* _Data excerpts_:
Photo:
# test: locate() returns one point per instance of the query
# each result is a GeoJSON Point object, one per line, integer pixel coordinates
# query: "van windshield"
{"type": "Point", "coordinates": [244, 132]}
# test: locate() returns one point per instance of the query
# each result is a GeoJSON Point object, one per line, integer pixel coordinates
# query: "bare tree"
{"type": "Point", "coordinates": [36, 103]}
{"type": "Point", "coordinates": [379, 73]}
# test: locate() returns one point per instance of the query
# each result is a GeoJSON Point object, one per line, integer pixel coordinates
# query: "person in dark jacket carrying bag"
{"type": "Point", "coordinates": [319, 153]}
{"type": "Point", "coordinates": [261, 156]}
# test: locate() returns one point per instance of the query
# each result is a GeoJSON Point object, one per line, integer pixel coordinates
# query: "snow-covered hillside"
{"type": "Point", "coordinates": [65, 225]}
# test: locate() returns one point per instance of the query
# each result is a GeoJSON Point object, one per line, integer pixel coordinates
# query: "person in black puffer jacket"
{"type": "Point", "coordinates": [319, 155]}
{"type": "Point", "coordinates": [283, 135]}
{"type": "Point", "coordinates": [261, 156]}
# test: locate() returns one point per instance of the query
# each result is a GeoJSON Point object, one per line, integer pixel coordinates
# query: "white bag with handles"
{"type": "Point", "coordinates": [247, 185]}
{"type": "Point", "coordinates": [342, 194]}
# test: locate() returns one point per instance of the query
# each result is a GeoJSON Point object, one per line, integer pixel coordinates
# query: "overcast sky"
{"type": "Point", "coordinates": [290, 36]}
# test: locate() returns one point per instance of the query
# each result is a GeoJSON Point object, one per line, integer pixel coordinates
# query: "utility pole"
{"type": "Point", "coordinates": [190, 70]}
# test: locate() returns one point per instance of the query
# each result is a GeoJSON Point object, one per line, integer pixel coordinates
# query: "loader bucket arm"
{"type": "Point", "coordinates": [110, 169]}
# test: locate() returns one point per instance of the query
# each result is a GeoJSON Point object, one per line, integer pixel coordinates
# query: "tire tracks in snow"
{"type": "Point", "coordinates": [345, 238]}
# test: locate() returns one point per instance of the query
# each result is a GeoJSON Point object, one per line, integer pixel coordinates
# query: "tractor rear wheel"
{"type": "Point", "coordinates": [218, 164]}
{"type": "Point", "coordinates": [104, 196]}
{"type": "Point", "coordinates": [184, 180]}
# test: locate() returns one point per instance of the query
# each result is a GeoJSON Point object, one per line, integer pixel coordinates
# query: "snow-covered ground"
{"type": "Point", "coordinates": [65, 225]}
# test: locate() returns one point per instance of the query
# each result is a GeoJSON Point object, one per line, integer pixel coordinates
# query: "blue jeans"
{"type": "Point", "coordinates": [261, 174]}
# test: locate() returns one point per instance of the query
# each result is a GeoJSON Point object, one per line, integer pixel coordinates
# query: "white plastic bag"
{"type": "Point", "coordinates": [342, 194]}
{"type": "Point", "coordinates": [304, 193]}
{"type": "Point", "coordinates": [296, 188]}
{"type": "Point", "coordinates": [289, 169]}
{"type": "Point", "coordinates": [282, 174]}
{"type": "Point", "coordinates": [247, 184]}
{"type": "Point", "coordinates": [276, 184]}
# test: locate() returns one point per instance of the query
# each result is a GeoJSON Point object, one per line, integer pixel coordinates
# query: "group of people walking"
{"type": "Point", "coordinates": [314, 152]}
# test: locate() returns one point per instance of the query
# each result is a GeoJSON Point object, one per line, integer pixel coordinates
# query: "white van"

* _Exercise_: How many lines in the records above contain the word "white"? Case counts, so capital and small letters must match. Reply with the number alone.

* _Task result_: 3